● **EXERCISE REQUIREMENTS**:
Update the pigeon breeding thread starting with "Does anybody have" and going on through "throw my way.", replacing "tape" with "recording".

# Polygamous Breeding



## learning (May 19, 2006)

Hi Folks,

I am sure everyone is up to their armpits in future combine champions by now and I thought this might be a good time to pop this question out there.

Does anybody have any information or experience with a polygamous or "Bull" breeding system? I am curious to learn more about the logistics of how this system might work. I know that Rick Mardis has a video out that explains his system but I am trying to avoid dropping $50 for the tape if I can avoid it. I realize that this type of system would only be beneficial if you had a really tremendous, pre-potent cock and that if you didn't you could do more harm than good to your loft population. Just curious how to make it work from a timing standpoint with pumpers, new hens, etc., etc.

Thanks for any info anybody can throw my way.

Dan


----------



## Lovebirds (Sep 6, 2002)

I have no idea how it works. I'm sure I've seen an article on the WWW, but I'll be doggoned if I can find it now. I looked at the RPD web site, but the only articles they listed are in mags that we don't have, as we didn't even have pigeons yet.back in 1999 and early 2000........sorry.......Keep looking though, I wouldn't shell out $50 either.........

● **Position identification records**:
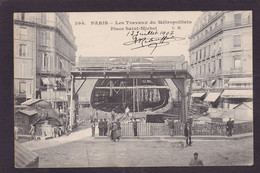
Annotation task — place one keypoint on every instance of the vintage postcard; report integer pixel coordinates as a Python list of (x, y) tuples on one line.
[(133, 89)]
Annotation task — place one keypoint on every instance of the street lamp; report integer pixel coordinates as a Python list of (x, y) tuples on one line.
[(55, 88)]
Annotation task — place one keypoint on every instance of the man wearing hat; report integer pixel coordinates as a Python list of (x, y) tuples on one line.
[(195, 161)]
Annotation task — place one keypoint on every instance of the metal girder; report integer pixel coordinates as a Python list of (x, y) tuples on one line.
[(133, 74), (81, 85), (179, 83)]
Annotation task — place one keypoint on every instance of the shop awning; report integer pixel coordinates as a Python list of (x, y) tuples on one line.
[(197, 94), (212, 97), (46, 81), (237, 94), (240, 80), (25, 158)]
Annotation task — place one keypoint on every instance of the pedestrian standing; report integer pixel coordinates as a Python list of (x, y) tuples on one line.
[(105, 124), (16, 129), (32, 132), (135, 127), (113, 116), (171, 127), (229, 127), (187, 133), (195, 161), (100, 127), (127, 110), (93, 127), (113, 132), (118, 130)]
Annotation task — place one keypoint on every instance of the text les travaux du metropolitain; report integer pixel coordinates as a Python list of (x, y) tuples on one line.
[(121, 23)]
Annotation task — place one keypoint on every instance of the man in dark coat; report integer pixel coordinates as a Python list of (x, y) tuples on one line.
[(93, 127), (229, 127), (135, 127), (187, 133), (196, 161), (118, 130), (171, 127), (100, 127), (105, 127)]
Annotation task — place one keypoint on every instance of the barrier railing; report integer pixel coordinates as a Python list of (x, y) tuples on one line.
[(161, 129), (135, 66)]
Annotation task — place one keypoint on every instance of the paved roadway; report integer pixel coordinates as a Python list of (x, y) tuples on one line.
[(81, 150)]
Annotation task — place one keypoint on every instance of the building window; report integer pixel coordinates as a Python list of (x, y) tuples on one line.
[(46, 62), (237, 19), (23, 32), (237, 40), (22, 50), (45, 38), (237, 62), (22, 16), (22, 87), (43, 18), (220, 44)]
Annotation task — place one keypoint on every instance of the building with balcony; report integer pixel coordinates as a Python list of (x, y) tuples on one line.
[(221, 55), (44, 53)]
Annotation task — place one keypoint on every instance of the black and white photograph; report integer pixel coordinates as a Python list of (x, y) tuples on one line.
[(133, 89)]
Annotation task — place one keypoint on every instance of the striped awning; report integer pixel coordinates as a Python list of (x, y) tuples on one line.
[(212, 97), (241, 80), (46, 81), (237, 94), (25, 158), (197, 94)]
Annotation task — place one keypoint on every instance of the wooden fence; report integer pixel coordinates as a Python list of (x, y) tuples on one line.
[(161, 129)]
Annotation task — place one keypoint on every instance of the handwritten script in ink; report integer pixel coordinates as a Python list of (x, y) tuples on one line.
[(151, 39)]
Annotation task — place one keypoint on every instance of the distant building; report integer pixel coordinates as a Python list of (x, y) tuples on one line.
[(244, 112), (221, 56), (23, 120), (44, 51)]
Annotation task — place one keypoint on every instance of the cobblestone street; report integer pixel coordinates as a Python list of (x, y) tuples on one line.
[(90, 152)]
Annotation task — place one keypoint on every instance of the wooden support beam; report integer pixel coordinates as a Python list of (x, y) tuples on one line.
[(135, 87), (81, 85)]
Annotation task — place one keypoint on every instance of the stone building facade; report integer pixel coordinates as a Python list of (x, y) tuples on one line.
[(44, 53), (221, 54)]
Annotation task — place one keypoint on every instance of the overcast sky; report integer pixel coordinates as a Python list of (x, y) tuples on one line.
[(100, 40)]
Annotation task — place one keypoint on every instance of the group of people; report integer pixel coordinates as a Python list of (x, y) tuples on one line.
[(106, 128), (187, 129), (102, 127)]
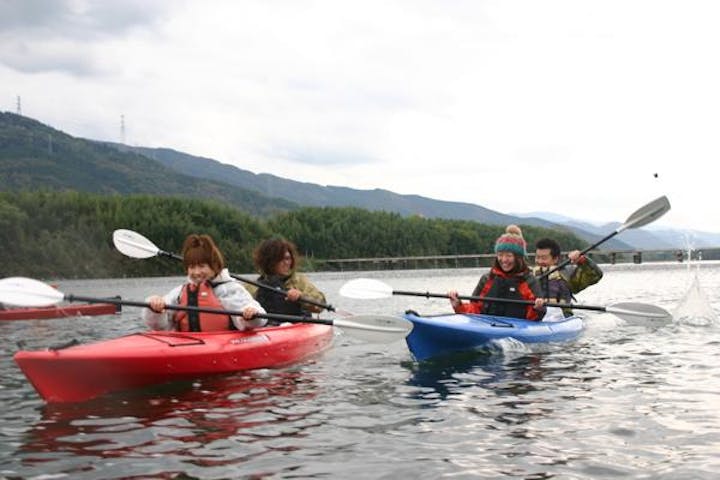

● **COMPLETE OUTPUT**:
Does anybody have any information or experience with a polygamous or "Bull" breeding system? I am curious to learn more about the logistics of how this system might work. I know that Rick Mardis has a video out that explains his system but I am trying to avoid dropping $50 for the recording if I can avoid it. I realize that this type of system would only be beneficial if you had a really tremendous, pre-potent cock and that if you didn't you could do more harm than good to your loft population. Just curious how to make it work from a timing standpoint with pumpers, new hens, etc., etc.

Thanks for any info anybody can throw my way.